Items from a labeling collection
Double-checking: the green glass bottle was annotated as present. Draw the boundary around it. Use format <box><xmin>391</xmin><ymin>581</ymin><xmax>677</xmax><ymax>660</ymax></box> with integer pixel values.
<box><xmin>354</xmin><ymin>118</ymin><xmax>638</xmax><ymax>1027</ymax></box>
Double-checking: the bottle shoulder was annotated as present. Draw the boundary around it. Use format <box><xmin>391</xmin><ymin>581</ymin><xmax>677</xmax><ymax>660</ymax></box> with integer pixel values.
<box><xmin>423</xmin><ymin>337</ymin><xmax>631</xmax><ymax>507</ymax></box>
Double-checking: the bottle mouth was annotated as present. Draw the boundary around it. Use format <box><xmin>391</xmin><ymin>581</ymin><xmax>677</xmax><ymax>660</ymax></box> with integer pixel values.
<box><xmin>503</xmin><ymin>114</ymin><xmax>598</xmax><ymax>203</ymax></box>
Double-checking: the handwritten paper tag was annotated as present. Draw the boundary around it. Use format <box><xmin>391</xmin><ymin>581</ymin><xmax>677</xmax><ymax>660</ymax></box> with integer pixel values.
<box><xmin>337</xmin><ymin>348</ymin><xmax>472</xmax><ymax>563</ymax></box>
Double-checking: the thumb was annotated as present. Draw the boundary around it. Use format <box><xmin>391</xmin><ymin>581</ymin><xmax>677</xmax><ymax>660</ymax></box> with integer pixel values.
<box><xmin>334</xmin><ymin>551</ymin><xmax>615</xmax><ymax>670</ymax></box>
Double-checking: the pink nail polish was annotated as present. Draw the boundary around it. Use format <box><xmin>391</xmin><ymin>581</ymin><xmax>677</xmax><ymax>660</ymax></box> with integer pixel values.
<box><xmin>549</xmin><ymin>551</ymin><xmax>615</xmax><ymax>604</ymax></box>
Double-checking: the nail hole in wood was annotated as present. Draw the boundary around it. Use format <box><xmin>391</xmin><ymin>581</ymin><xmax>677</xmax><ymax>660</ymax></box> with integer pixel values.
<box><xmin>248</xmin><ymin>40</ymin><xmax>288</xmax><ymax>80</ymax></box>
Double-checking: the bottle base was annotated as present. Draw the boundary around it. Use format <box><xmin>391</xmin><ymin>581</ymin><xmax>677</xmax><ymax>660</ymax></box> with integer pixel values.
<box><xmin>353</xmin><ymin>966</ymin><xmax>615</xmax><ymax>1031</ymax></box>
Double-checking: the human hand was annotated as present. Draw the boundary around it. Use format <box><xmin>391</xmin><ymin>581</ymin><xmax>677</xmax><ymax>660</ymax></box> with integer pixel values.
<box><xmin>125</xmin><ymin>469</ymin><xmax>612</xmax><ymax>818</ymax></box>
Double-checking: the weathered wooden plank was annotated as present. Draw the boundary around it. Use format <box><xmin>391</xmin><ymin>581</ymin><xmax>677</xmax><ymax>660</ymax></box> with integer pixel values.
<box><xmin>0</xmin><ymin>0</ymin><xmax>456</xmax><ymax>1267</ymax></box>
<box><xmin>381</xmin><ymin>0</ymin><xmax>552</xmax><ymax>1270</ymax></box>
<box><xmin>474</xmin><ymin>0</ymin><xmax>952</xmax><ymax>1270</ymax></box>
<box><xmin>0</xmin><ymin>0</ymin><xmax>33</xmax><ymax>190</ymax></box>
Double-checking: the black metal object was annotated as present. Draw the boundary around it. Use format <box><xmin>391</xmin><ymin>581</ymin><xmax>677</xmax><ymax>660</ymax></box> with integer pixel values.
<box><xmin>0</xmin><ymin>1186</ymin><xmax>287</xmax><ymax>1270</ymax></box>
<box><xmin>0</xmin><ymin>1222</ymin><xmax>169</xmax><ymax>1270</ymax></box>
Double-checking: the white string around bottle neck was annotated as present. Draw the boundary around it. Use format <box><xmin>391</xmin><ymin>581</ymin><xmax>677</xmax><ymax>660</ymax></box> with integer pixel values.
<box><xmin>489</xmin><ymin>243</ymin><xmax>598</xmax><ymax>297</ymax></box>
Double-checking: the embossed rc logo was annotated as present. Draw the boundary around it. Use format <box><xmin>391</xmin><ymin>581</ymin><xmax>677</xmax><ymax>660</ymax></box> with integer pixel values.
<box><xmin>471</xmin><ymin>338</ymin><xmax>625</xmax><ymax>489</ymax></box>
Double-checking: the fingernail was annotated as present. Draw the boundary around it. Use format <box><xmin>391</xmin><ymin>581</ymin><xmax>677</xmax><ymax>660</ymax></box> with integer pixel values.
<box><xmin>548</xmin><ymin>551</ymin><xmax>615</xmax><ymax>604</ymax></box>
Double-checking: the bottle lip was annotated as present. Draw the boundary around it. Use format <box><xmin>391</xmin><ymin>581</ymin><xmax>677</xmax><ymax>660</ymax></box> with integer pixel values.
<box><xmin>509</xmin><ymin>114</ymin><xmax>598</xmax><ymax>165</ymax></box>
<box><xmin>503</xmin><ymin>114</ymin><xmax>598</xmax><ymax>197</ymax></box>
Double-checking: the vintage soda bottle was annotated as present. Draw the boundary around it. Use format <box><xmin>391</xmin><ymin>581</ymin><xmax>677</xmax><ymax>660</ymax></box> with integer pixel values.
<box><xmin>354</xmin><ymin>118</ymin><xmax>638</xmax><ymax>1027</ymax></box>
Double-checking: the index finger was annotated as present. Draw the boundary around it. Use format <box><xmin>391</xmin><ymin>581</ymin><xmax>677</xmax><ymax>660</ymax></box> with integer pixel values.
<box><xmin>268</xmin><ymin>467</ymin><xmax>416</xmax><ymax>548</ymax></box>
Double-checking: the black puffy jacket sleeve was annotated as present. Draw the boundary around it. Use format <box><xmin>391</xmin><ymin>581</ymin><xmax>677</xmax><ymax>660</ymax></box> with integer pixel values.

**EXERCISE**. How many lines in the items above contain the string "black"? Reply with the number alone.

**RESULT BELOW**. 2